**Your task:** Below is a set of entries. Reproduce exactly the lines from the one containing "For every instance of the white" through the end, both included.

**Extracted data:**
>> START
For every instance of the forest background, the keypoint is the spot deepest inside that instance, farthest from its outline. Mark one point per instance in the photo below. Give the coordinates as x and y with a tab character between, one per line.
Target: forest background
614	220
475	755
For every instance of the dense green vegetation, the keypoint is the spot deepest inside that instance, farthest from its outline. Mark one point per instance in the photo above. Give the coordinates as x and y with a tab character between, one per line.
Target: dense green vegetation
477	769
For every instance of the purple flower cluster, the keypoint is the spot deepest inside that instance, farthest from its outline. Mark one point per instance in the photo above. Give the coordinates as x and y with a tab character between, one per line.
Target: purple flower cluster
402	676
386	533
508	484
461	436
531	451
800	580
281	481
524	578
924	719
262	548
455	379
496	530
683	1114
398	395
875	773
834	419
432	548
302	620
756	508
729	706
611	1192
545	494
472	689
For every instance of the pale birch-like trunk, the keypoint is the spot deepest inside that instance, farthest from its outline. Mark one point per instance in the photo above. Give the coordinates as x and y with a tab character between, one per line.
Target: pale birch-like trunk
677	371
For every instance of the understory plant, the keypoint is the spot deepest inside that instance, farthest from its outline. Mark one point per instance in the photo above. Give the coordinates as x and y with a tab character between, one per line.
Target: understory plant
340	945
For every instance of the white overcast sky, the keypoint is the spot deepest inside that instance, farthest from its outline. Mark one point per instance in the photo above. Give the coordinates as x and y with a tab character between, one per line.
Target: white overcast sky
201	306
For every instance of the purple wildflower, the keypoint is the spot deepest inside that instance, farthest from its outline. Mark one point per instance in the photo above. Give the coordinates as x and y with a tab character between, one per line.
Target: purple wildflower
>> END
**Result of this exercise:**
For every instance of the white overcast sky, the keypoint is the spot deepest inside that instance, farthest from its outline. Mark one point per instance in the photo above. Give the coordinates as x and y with a tab character between, one per line.
Target: white overcast sky
201	306
For every instance of the purple wildflower, the keypoint is the spot deepest inside that instance, farthest from its outline. Mark one point per instance in the photo above. Give the coordinates as x and y with a tab character between, one per line.
Target: purple wildflower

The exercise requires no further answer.